● YOUR ASSIGNMENT
Write out all the entries word for word and omit any pictures.

Photo-based referring expression data
-----
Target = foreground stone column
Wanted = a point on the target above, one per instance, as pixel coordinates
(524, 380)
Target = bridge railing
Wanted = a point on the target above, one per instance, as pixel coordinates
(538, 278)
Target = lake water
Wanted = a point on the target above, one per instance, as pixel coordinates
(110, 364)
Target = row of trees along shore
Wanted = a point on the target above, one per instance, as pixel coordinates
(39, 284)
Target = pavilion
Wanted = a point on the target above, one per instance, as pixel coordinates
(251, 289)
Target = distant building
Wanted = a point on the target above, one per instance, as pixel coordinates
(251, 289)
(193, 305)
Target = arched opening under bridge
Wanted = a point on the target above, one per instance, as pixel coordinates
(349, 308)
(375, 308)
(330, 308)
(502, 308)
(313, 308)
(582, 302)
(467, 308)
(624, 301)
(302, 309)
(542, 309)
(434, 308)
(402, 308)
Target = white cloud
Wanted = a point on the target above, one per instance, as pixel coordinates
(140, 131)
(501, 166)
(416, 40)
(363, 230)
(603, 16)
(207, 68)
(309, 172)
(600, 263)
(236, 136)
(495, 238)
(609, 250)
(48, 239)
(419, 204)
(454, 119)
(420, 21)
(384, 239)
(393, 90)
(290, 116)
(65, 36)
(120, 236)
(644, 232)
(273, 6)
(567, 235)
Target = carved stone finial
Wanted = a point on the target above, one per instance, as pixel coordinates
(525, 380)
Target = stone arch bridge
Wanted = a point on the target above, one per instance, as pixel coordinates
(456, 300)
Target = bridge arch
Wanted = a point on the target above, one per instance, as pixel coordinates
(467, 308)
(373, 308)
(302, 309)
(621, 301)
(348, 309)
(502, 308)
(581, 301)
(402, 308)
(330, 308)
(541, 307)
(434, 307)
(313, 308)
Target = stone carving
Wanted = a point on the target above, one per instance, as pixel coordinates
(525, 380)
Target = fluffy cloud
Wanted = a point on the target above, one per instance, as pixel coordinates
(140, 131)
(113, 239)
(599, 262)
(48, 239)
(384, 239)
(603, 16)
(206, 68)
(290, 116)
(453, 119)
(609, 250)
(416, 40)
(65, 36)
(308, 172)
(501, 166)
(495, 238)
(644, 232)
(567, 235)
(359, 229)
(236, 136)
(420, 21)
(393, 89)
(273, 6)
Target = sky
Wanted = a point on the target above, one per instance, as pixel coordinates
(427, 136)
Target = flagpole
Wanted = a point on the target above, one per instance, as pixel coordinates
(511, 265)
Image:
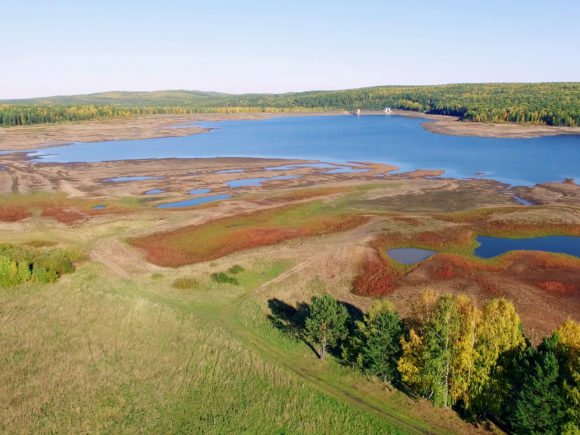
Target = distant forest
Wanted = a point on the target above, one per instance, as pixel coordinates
(555, 104)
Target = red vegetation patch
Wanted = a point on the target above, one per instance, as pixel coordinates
(302, 194)
(65, 215)
(13, 213)
(558, 287)
(558, 274)
(375, 278)
(215, 239)
(461, 237)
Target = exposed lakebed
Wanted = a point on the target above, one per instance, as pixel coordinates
(493, 246)
(194, 201)
(490, 247)
(394, 140)
(410, 255)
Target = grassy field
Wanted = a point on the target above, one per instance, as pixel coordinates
(98, 354)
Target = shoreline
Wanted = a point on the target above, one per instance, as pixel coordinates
(23, 138)
(452, 126)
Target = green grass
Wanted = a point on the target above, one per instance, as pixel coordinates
(100, 354)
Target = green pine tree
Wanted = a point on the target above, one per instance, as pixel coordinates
(539, 405)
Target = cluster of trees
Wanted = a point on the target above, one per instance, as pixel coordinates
(534, 103)
(477, 361)
(22, 264)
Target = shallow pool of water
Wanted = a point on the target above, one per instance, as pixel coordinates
(493, 246)
(410, 255)
(346, 170)
(194, 201)
(199, 191)
(301, 165)
(230, 171)
(258, 181)
(127, 179)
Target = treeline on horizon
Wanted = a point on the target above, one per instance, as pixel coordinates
(449, 351)
(555, 104)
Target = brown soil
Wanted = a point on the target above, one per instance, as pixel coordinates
(143, 127)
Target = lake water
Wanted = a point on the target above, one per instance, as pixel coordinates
(410, 255)
(493, 246)
(128, 179)
(244, 182)
(396, 140)
(194, 201)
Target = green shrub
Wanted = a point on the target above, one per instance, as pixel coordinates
(19, 264)
(224, 278)
(185, 283)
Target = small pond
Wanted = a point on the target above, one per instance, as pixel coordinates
(493, 246)
(199, 191)
(194, 201)
(258, 181)
(410, 255)
(523, 201)
(301, 165)
(229, 171)
(127, 179)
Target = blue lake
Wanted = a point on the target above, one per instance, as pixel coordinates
(410, 255)
(396, 140)
(493, 246)
(154, 192)
(128, 179)
(258, 181)
(194, 201)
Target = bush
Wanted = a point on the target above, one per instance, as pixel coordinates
(20, 264)
(185, 283)
(224, 278)
(236, 268)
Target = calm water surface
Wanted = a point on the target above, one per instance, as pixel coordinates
(494, 246)
(128, 179)
(194, 201)
(390, 139)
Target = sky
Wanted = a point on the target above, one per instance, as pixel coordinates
(64, 47)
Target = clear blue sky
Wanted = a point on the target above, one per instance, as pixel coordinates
(80, 46)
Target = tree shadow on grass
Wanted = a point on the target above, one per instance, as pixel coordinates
(291, 320)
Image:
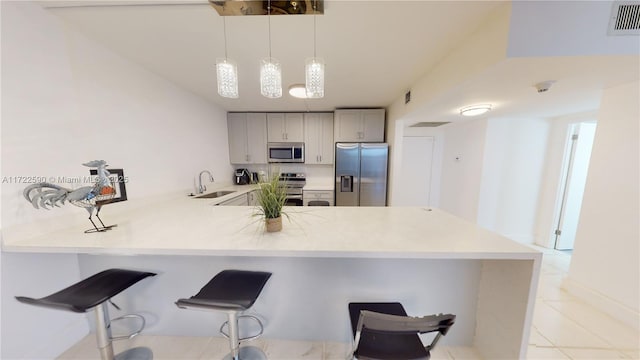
-----
● EXERCISE RESULT
Target = foreground stone column
Wanted = a point on the target above, one per instance, as pixel coordinates
(524, 380)
Target = bridge railing
Wanted = a point on the target above, one per instance, as pixel coordinates
(538, 278)
Target = lake water
Wanted = a point on the target above, one per instance, as pixel coordinates
(110, 364)
Target = row of trees along shore
Wanted = a point on the target above, one per instance, as pixel coordinates
(39, 284)
Target = pavilion
Wanted = a point on the target above, one per instance, as pixel coordinates
(251, 289)
Target = distant building
Wanted = a point on the target above, one per instance, as pixel coordinates
(251, 289)
(193, 305)
Target = arched opening under bridge
Wanted = a point on the target above, one per instance, as pixel coordinates
(349, 308)
(375, 308)
(330, 308)
(502, 308)
(313, 308)
(582, 302)
(467, 308)
(624, 301)
(302, 309)
(542, 309)
(434, 308)
(402, 308)
Target = white cloud
Wanted = a point on the target above, one per instance, as pixel coordinates
(140, 131)
(501, 166)
(416, 40)
(363, 230)
(603, 16)
(207, 68)
(309, 172)
(600, 263)
(236, 136)
(495, 238)
(609, 250)
(48, 239)
(419, 204)
(454, 119)
(420, 21)
(384, 239)
(393, 90)
(290, 116)
(65, 36)
(120, 236)
(644, 232)
(273, 6)
(567, 235)
Target = carved stone finial
Wanted = a point on the target above, one per instance, as pixel coordinates
(525, 380)
Target = stone arch bridge
Wanted = a point on the target above, one per instance, as pixel coordinates
(456, 300)
Target = bridge arch
Wanted = a point on the target above, one per instance, as pixel coordinates
(467, 308)
(373, 308)
(302, 309)
(621, 301)
(348, 309)
(502, 308)
(581, 301)
(402, 308)
(330, 308)
(541, 307)
(434, 307)
(313, 308)
Target = stone carving
Wanted = a point on the target above, one per instance, as pixel coordinates
(525, 380)
Target = fluffy cloud
Wanted = a point on the target above, one per instance, as pixel coordinates
(140, 131)
(113, 239)
(599, 262)
(48, 239)
(384, 239)
(603, 16)
(206, 68)
(290, 116)
(453, 119)
(609, 250)
(416, 40)
(65, 36)
(308, 172)
(501, 166)
(495, 238)
(644, 232)
(567, 235)
(359, 229)
(236, 136)
(420, 21)
(393, 89)
(273, 6)
Target = sky
Wanted = a point on the target above, one per instance, as pixel coordinates
(427, 136)
Target = flagpole
Wanted = a point on the target above, one per instance, as pixel coordinates
(511, 265)
Image:
Target = distant forest
Wanted = a point on the target above, one per instance, as pixel coordinates
(555, 104)
Target = red vegetation patch
Wanted = a point on the target above, one per instance, as pixel coordinates
(302, 194)
(65, 215)
(13, 213)
(558, 287)
(558, 274)
(375, 278)
(215, 239)
(461, 237)
Target = exposed lakebed
Wanted = a point on the target above, one per instance, as pixel coordinates
(493, 246)
(194, 201)
(490, 247)
(394, 140)
(410, 255)
Target = grassy field
Wanted = a point on the target above, one per instance, as pixel coordinates
(98, 354)
Target = shoreline
Wanted = a point on the target above, one per instance, as pixel coordinates
(23, 138)
(452, 126)
Target = green grass
Wanted = a point on the target above, one per instance, as pixel coordinates
(100, 354)
Target = green pine tree
Wanted = a point on the target above, one per instance, as pixel coordinates
(539, 405)
Target = cluster of trees
Wanted = a point on the target above, one per instance, as pixel coordinates
(534, 103)
(477, 361)
(22, 264)
Target = shallow pool of water
Wanted = a point on the target above, one per instance, as pixel coordinates
(493, 246)
(410, 255)
(346, 170)
(194, 201)
(199, 191)
(301, 165)
(230, 171)
(258, 181)
(127, 179)
Target = treeline on horizon
Wanted = a point on the target above, one per instance, as pixel coordinates
(449, 351)
(555, 104)
Target = brown soil
Wanted = a point on the target above, one per instance, as pixel coordinates
(143, 127)
Target = lake water
Wanted = a point on the target above, one per instance, as pixel coordinates
(410, 255)
(493, 246)
(128, 179)
(244, 182)
(396, 140)
(194, 201)
Target = green shrub
Wanted = a point on the target above, one per instance, as pixel coordinates
(19, 264)
(224, 278)
(185, 283)
Target = small pond
Wanted = a point on the target above, one per instance, as pixel coordinates
(493, 246)
(199, 191)
(194, 201)
(258, 181)
(410, 255)
(523, 201)
(301, 165)
(229, 171)
(127, 179)
Target = blue lake
Wanted = a point on the target above, one per instance, as pixel coordinates
(410, 255)
(396, 140)
(493, 246)
(154, 192)
(128, 179)
(258, 181)
(194, 201)
Target = bush
Wanted = a point on the target above, one per instance, as pixel coordinates
(20, 264)
(185, 283)
(224, 278)
(236, 268)
Target = calm water surface
Wanted = a point on the target above, one per instance, as pixel coordinates
(494, 246)
(128, 179)
(194, 201)
(390, 139)
Target = sky
Wanted = a point on the target above, one per instance, as pixel coordinates
(64, 47)
Target = clear blue sky
Wanted = a point on the target above, one per instance, as pixel coordinates
(80, 46)
Target = tree shadow on grass
Wanted = a point on the target above, one per instance, as pixel coordinates
(291, 320)
Image:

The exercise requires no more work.